Passage given —
Trinidad

I woke up to what sounded like a farmyard convention. Rafael's casa was on the edge of town so I was roused by a veritable chorus of barn animals that all seemed to be egging the other on to make ever more enthusiastic and irritating noises. The cockrels were engaged in an especially vociferous debate.

Breakfast at casa Rafael was an absolute treat. Every morning in Cuba it had been the same ritual. Banana, guava, pineapple, wake the dead coffee, egg, juice and stale bread. Today had the welcome addition of two whole new fruits and, wait for it, processed ham. I wolfed the whole meal down faster than a Victorian urchin at a buffet. There were even biscuits and pastry like treats which I pocketed for the road.

If anything, Cuba has made me exceedingly grateful for things I have always taken for granted. Access to good and reliable food and internet were now blessings that I wept with joy upon receiving. Traveling in a vehicle that didn't crush your vertebrae into dust was another.

It was hard to imagine what most Cubans thought of us spoilt, greedy Westerners. All Cubans my age or above would have lived through 'The Special Period.' This was the time after 1991 when the Soviet Union collapsed and led to an instantaneous 60% contraction of the economy. The worst of it lasted until 1994, during which the average Cuban lost a third of their bodyweight. This enforced crash dieting has given the Cubans something of a thick skin when it comes to their everyday hassles.

Cubans are, as a result of this and many other of Communism's quirks, a very innovative people. They really have managed to squeeze a great deal from a very short deck.

Whilst life here is by no means perfect, I get the impression that most Cubans are a happy lot. It's hard to be mad when the weather is glorious most of the year and rum is the same price as water. I've also seen far less abject poverty here than most places in the US. And they get free healthcare too. America please take note.

Over the last few days I've been attempting to dip my wick in the spirit of Cuban frugality. This is an incredibly difficult place to travel as a solo traveler on a tight budget. There are almost no hostels so 20 CUC is about as low as you can go a night. There are also very few shops that sell food that is particularly edible on the go. And if find one are you are likely to have to wait in line. A time honored Communist tradition.

One money saving tip I'd started using was to substitute lunch with banannas. Bananas were one of the few foods one could easily pick up for little money. They were filling, portable and bunged you up real good if you happened to have the shits (incedentally my gastric health has been nothing short of phenomenal so far). They are also easily shared and don't spoil as quickly as most fruits and vegetables.

Another little trick I picked up from the Cubans was to buy rum and sneak it into bars. Pretty much every Cuban I'd seen on a night out had managed to smuggle rum in through some cavity or another. One bottle of rum cost as much as two mojitos in a bar. The economics are hard to ignore. It's also a good way to make friends, if the bananas don't work.

My plan for the day was to hike to a waterfall around 15k from Trinidad. I'd heard it was a half decent spot and the surrounding countryside was quite delightful. No sooner had I left Trinidad than I was approached by a man with a horse and cart. He was called Felix and wore a Confederate flag cap with the word 'Rebel' written accross the front. I thought about explaining why his choice of headware wasn't quite Cuban Communist appropriate, but I think it would be have just led to more confusion.

Dataset rows on where objects appear —
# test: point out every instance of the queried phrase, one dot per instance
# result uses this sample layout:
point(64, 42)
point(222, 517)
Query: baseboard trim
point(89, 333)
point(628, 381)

...

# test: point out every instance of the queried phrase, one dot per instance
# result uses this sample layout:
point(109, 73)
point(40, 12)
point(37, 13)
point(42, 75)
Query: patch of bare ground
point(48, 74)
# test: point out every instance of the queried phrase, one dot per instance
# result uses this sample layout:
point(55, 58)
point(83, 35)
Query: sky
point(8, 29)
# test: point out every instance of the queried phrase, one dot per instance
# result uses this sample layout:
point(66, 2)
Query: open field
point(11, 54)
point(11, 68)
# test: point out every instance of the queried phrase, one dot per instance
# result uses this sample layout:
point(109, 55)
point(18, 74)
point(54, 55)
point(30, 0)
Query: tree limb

* * *

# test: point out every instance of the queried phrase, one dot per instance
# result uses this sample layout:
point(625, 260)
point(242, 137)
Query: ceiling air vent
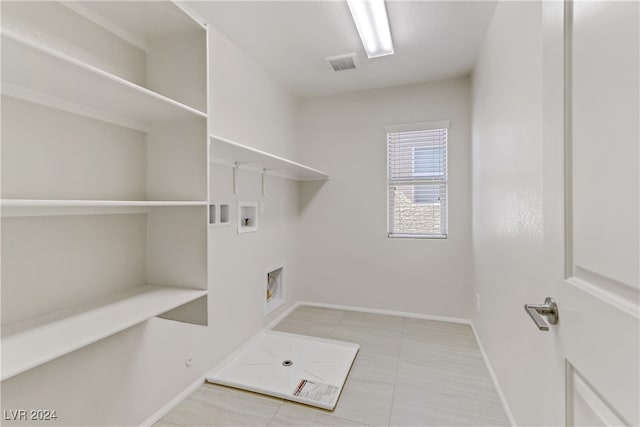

Things to do —
a – Duplicate the passage about Trinidad between "One money saving" and "bananas don't work.", inclusive.
b – Please show each line of the listing that contains the string "Query", treating case as significant.

Solutions for each task —
a –
One money saving tip I'd started using was to substitute lunch with banannas. Bananas were one of the few foods one could easily pick up for little money. They were filling, portable and bunged you up real good if you happened to have the shits (incedentally my gastric health has been nothing short of phenomenal so far). They are also easily shared and don't spoil as quickly as most fruits and vegetables.

Another little trick I picked up from the Cubans was to buy rum and sneak it into bars. Pretty much every Cuban I'd seen on a night out had managed to smuggle rum in through some cavity or another. One bottle of rum cost as much as two mojitos in a bar. The economics are hard to ignore. It's also a good way to make friends, if the bananas don't work.

b –
Query: baseboard trim
Query: patch of bare ground
Query: sky
Query: open field
Query: tree limb
Query: ceiling air vent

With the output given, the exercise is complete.